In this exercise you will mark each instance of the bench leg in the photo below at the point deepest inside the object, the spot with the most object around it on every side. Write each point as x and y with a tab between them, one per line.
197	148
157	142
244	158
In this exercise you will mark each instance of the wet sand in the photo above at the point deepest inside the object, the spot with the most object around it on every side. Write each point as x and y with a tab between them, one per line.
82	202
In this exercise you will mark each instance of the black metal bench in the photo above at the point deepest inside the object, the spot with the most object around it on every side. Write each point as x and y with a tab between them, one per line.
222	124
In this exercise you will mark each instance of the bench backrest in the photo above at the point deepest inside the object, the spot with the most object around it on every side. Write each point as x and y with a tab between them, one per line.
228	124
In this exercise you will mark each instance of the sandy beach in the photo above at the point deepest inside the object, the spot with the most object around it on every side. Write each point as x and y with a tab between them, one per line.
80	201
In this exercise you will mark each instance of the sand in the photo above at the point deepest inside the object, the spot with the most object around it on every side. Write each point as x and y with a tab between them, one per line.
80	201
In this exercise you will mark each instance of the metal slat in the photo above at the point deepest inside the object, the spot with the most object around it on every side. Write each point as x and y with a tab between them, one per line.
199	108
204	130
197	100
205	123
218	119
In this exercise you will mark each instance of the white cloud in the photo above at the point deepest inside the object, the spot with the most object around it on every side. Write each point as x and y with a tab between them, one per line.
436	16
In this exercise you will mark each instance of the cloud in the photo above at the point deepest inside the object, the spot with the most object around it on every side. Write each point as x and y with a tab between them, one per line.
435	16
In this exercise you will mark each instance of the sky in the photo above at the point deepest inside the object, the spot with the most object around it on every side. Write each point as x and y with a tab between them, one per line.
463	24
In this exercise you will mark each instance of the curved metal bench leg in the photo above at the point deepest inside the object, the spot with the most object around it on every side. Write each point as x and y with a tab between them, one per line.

§

[Aim] Copy the records again, starting at the line that contains "In this exercise you will mark each instance of the cloud" and ending with the last of the records, swapping "exercise" for "activity" and leaving everything else unchanged.

[Finished task]
In this activity you will mark each instance of the cloud in the photo above at the point deepest inside the object, the spot with the most object around it on every side. Write each point as x and y with a tab between them, one per line.
435	16
In this activity you will mark each instance of the sky in the photo above at the point deepest inside the object, the spot with the most object around it on every side. Write each point as x and y with a tab between them, one per line.
463	24
In this activity you will mark each instance of the curved metal bench leg in the photo above at the point deepest inside the object, the spot with the most object around it on every side. Write each point as x and y with a tab between them, one per line.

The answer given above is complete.